(Dataset records)
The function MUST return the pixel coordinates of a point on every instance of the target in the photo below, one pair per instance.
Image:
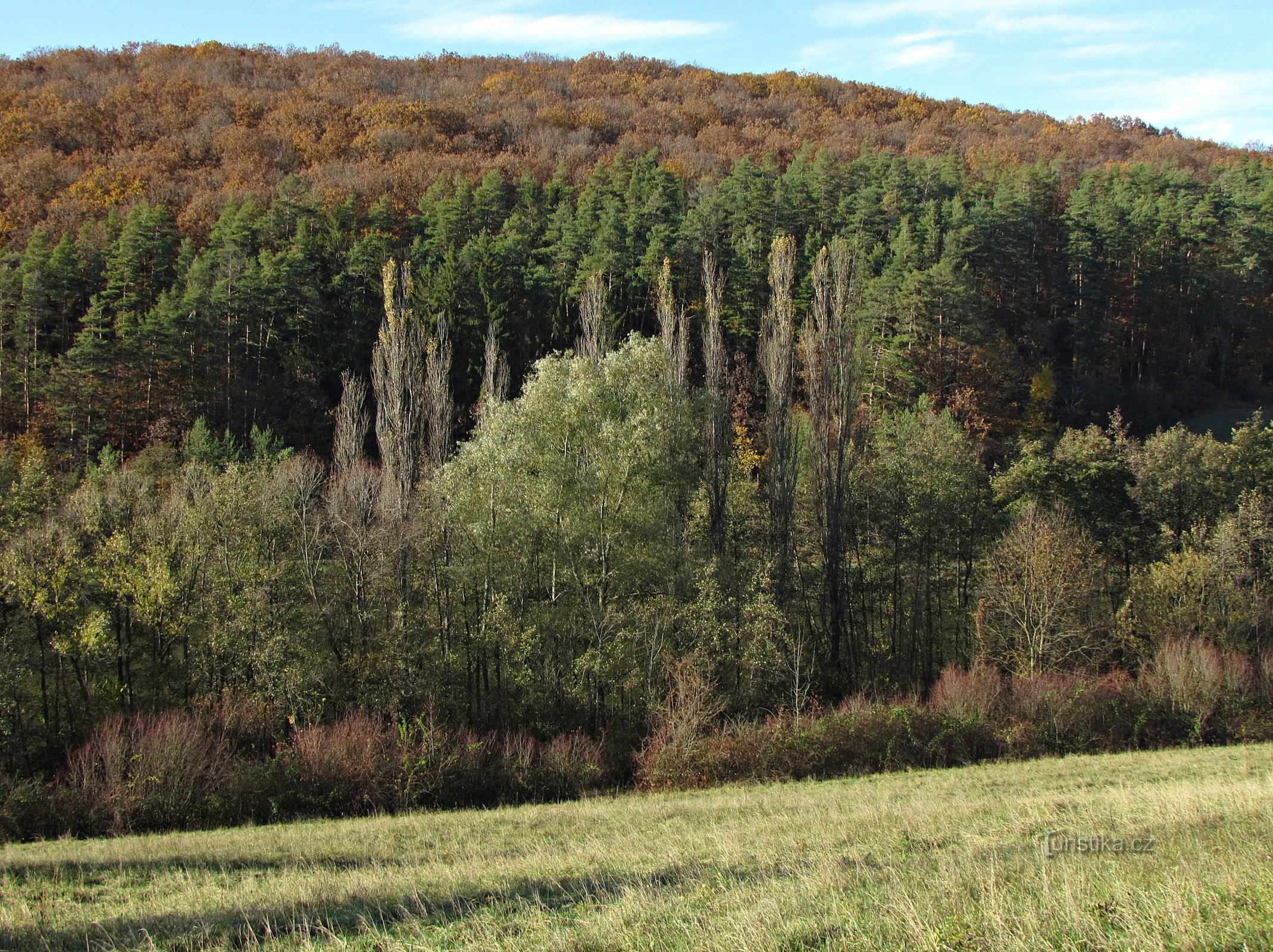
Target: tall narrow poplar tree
(398, 378)
(778, 362)
(831, 350)
(716, 383)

**PROBLEM STATEMENT:** Can you update the material so that "poplar tree" becomes "cypress tree" with nothing else changed, and leave the pictures out of your answer?

**WRITTEN SOLUTION:**
The function MUST return the pixel coordinates of a point on every instance of the target in the photo below, one pair per instance.
Image:
Target: tall narrow cypress tree
(398, 378)
(778, 362)
(831, 350)
(716, 383)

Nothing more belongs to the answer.